* About this task
Retype all of the rows below without changing a single character.

Data records:
▼▼▼
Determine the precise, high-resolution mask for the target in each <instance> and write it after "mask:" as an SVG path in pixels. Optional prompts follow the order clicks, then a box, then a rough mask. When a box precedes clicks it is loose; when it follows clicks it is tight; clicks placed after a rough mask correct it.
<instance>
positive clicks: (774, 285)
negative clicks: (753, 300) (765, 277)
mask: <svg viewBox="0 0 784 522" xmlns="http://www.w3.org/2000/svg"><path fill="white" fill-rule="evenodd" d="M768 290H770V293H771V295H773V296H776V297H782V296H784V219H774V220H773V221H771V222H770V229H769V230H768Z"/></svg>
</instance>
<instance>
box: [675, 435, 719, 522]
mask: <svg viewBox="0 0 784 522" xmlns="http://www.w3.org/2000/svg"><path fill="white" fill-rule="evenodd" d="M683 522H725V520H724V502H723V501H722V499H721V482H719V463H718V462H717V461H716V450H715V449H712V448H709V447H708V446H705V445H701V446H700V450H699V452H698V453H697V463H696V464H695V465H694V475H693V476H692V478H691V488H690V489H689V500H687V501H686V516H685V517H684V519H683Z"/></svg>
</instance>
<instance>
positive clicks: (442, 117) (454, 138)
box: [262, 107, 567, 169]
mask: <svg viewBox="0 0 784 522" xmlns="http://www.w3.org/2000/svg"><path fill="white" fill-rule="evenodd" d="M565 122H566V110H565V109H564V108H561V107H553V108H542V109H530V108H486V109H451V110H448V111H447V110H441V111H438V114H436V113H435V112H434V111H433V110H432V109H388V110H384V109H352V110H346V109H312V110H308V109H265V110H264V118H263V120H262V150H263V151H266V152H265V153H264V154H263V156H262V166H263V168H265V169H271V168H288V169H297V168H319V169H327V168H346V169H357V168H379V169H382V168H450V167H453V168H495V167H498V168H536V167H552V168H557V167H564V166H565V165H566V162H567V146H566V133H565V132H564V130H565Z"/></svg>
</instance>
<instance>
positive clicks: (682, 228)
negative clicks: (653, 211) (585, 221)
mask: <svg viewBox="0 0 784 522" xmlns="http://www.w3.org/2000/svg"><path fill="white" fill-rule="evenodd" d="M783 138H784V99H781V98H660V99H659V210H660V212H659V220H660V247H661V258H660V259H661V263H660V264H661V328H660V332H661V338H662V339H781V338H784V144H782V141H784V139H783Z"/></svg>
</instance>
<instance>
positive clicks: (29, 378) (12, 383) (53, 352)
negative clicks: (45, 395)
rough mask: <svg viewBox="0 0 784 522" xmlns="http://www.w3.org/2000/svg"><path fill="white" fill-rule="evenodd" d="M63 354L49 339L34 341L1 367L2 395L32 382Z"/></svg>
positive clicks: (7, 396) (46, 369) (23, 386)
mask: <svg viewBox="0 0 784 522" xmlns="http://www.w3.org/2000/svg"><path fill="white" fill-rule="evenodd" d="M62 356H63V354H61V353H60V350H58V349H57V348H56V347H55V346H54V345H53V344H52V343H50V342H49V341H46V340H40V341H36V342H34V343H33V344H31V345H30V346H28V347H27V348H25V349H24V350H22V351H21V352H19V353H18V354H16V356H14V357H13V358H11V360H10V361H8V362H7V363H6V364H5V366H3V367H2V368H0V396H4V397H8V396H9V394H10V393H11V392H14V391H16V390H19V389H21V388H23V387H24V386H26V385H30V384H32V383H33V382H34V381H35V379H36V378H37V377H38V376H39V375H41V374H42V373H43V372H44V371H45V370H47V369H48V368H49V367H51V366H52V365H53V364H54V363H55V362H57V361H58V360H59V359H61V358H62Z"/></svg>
▲▲▲
* Your solution
Determine the precise, high-resolution mask for the target in each <instance> and write it after "mask:" as an SVG path in pixels. Optional prompts follow the order clicks, then a box, then a rough mask. When a box precedes clicks it is loose; when it follows clicks it is tight; clicks placed after a rough mask correct it.
<instance>
positive clicks: (774, 285)
negative clicks: (753, 300) (765, 277)
mask: <svg viewBox="0 0 784 522" xmlns="http://www.w3.org/2000/svg"><path fill="white" fill-rule="evenodd" d="M768 290H770V293H771V295H773V296H776V297H782V296H784V219H774V220H773V221H771V222H770V229H769V230H768Z"/></svg>
</instance>
<instance>
box: [675, 435, 719, 522]
mask: <svg viewBox="0 0 784 522" xmlns="http://www.w3.org/2000/svg"><path fill="white" fill-rule="evenodd" d="M683 522H725V520H724V502H723V501H722V499H721V482H719V463H718V462H717V461H716V450H715V449H712V448H709V447H708V446H705V445H701V446H700V450H699V452H698V453H697V463H696V464H695V465H694V475H693V476H692V478H691V488H690V489H689V500H687V501H686V516H685V517H684V519H683Z"/></svg>
</instance>
<instance>
positive clicks: (442, 117) (454, 138)
box: [262, 107, 567, 169]
mask: <svg viewBox="0 0 784 522" xmlns="http://www.w3.org/2000/svg"><path fill="white" fill-rule="evenodd" d="M565 122H566V110H565V109H564V108H561V107H553V108H542V109H530V108H486V109H451V110H448V111H447V110H441V111H438V114H436V113H435V112H434V111H433V110H432V109H388V110H384V109H352V110H346V109H312V110H308V109H265V110H264V118H263V120H262V150H263V151H266V152H265V153H264V154H263V156H262V166H263V168H265V169H271V168H288V169H297V168H319V169H327V168H346V169H357V168H379V169H382V168H450V167H453V168H495V167H498V168H536V167H552V168H557V167H564V166H565V165H566V162H567V146H566V133H565V132H564V130H565Z"/></svg>
</instance>
<instance>
positive clicks: (682, 228)
negative clicks: (653, 211) (585, 221)
mask: <svg viewBox="0 0 784 522" xmlns="http://www.w3.org/2000/svg"><path fill="white" fill-rule="evenodd" d="M783 138H784V99H781V98H660V99H659V210H660V212H659V220H660V247H661V258H660V259H661V263H660V264H661V328H660V332H661V338H662V339H781V338H784V144H782V141H784V139H783Z"/></svg>
</instance>
<instance>
positive clicks: (29, 378) (12, 383) (53, 352)
negative clicks: (45, 395)
rough mask: <svg viewBox="0 0 784 522" xmlns="http://www.w3.org/2000/svg"><path fill="white" fill-rule="evenodd" d="M63 354L49 339L34 341L1 367L2 395L32 382Z"/></svg>
positive clicks: (7, 396) (46, 369) (23, 386)
mask: <svg viewBox="0 0 784 522" xmlns="http://www.w3.org/2000/svg"><path fill="white" fill-rule="evenodd" d="M62 356H63V354H61V353H60V350H58V349H57V348H56V347H55V346H54V345H53V344H52V343H50V342H49V341H46V340H40V341H36V342H34V343H33V344H31V345H30V346H28V347H27V348H25V349H24V350H22V351H21V352H19V353H18V354H16V356H14V357H13V358H11V360H10V361H8V362H7V363H6V364H5V366H3V367H2V368H0V396H4V397H8V396H9V394H10V393H11V392H14V391H16V390H19V389H21V388H23V387H24V386H26V385H30V384H32V383H33V382H34V381H35V379H36V378H37V377H38V376H39V375H41V374H42V373H43V372H44V371H45V370H47V369H48V368H49V367H51V366H52V365H53V364H54V363H55V362H57V361H58V360H59V359H61V358H62Z"/></svg>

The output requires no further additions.